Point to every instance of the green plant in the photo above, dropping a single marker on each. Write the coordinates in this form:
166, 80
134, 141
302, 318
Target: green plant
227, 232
======
- _Task brief_:
Copy out every line of the rows above, changing nothing.

- _Exercise result_:
Point to every instance of the green plant in the photo above, dropping a single marker on each. Write the coordinates in this form:
166, 80
134, 141
302, 318
Target: green plant
227, 232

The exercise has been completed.